Start of Text segment

Part of the debate "The NHS should not treat self-inflicted illness"
Opposer: Charles Foster
Update 2
Dr. Sheehan has fairly and inevitably surrendered. The motion as it stands is wholly unarguable.
But he contends that there are still important matters to discuss. I agree. Let's look at the 'subset of extreme examples' he relies on, where it is blindingly obvious that injury has been self-inflicted. The three clearest examples are perhaps attempted suicides, injuries resulting from dangerous sports, and some road traffic accidents.
We need to start by chasing away one red herring: insurance. Of course bungee jumpers and parachutists should be insured. Insurance is mandatory for drivers. I have no difficulty with the proposition that the NHS should recoup the cost of care from the bungee jumper's insurer. But let's suppose that the insurance company won't pay. There could be many reasons. The jumper's wife might have failed to post a letter; the tour operator, unbeknown to the jumper, might not have been on the insurer's approved list; the insurer might litigate long and hard to avoid liability on a technicality.

End of Text segment
Start of Data for analysis

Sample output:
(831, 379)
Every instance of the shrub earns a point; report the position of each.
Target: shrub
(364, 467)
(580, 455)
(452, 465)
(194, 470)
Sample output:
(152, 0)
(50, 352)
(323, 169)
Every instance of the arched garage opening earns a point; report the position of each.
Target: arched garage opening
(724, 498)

End of Data for analysis
Start of Data for analysis

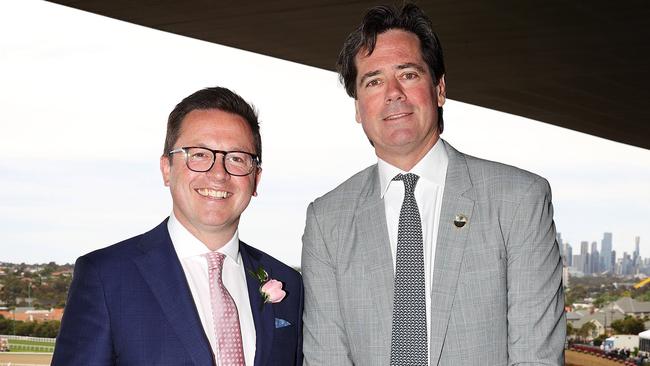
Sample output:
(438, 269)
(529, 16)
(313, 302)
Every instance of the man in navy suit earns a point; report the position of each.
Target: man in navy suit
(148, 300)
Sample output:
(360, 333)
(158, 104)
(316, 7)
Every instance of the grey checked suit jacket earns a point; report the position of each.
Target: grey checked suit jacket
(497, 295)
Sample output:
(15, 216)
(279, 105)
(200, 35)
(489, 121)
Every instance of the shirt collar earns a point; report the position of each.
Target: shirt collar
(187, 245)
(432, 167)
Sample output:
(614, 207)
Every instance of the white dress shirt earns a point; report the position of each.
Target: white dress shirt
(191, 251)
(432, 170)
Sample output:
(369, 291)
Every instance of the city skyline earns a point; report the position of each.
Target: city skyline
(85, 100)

End of Data for analysis
Start of Data for analysis

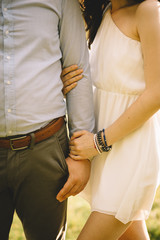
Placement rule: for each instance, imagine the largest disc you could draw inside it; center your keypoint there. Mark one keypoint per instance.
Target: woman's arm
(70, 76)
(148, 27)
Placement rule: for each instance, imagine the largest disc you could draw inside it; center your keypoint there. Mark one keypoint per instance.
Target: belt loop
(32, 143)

End of Data for analysis

* [What is needed]:
In the NHS debate text, rewrite the passage starting at "Part of the" and ending at "is wholly unarguable.", swapping "surrendered" for "conceded".

* [Finished task]:
Part of the debate "The NHS should not treat self-inflicted illness"
Opposer: Charles Foster
Update 2
Dr. Sheehan has fairly and inevitably conceded. The motion as it stands is wholly unarguable.